►
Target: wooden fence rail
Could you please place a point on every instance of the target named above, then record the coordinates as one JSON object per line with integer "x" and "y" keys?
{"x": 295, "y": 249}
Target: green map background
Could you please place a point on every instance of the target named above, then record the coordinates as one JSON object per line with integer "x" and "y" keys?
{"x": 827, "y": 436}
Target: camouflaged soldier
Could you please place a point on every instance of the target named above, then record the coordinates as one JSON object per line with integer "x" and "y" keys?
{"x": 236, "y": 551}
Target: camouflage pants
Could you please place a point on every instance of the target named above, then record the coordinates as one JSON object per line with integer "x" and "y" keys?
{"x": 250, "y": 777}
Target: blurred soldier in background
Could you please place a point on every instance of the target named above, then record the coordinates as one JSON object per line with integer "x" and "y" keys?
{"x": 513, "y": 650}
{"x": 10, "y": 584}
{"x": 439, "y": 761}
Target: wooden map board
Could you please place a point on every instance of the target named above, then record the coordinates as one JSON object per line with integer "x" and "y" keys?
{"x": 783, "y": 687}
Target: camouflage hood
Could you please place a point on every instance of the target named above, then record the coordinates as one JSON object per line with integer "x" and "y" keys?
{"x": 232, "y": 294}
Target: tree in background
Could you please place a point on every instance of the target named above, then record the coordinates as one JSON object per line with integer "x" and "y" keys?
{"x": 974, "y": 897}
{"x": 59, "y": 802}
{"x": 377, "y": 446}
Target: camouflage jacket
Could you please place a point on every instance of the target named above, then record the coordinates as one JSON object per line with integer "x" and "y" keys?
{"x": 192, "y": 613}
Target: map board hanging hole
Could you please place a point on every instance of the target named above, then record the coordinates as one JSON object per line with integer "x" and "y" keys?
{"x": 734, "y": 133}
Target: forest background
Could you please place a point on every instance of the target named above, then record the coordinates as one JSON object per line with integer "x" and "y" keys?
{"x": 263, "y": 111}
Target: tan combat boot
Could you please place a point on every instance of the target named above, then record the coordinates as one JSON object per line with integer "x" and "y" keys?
◄
AIM.
Print every line of the records exactly. Omit nothing.

RESULT FOR THIS EXERCISE.
Target: wooden fence rail
Could you please place a point on every instance of the target named above, then record the coordinates as one JSON object per line with integer "x" and "y" keys?
{"x": 295, "y": 249}
Target: green map background
Could you please place a point on every instance of the target named above, then record the coordinates as one JSON object per line with integer "x" and "y" keys?
{"x": 827, "y": 436}
Target: camouflaged soldier
Could you please place a point on every instance of the target named above, then record the coordinates as one JSON object per line with integer "x" and "y" keys?
{"x": 236, "y": 551}
Target: camouflage pants
Could you please place a point on every instance of the target named above, then record the coordinates as one JSON object per line with integer "x" and "y" keys?
{"x": 250, "y": 777}
Target: blurred soldier in background
Could you please place a point on every instance of the target named above, then record the coordinates as one JSON object per line with integer "x" and "y" keys?
{"x": 513, "y": 650}
{"x": 10, "y": 584}
{"x": 439, "y": 761}
Target: wooden map board
Could you please place a point on every instance of the target named above, then record the coordinates as one JSON object per line with integer "x" and "y" keys?
{"x": 783, "y": 687}
Target: camouflage hood
Could you please place a point on every instance of the target named above, then record the coordinates as one JSON object per line with integer "x" and "y" keys?
{"x": 232, "y": 294}
Target: tree in background
Could you please place a point on every instance of the target named above, then record the coordinates as one JSON object per line with integer "x" and "y" keys?
{"x": 974, "y": 897}
{"x": 59, "y": 802}
{"x": 377, "y": 446}
Target: camouflage jacket
Could you please place a point on every instance of the target named above, then record the coordinates as one JSON object per line with integer "x" and "y" keys?
{"x": 192, "y": 613}
Target: map board hanging hole
Could you please place a point on every instance of the target named above, then record the coordinates as one JSON object per line with integer "x" and "y" keys?
{"x": 734, "y": 133}
Target: forest background
Could you please place a point on every instance of the target named above, then record the coordinates as one JSON object per line with integer "x" and "y" keys?
{"x": 263, "y": 111}
Target: tan combat boot
Could you please place a point on every instance of the target named above, then record the coordinates as one JSON object per line with integer "x" and "y" keys?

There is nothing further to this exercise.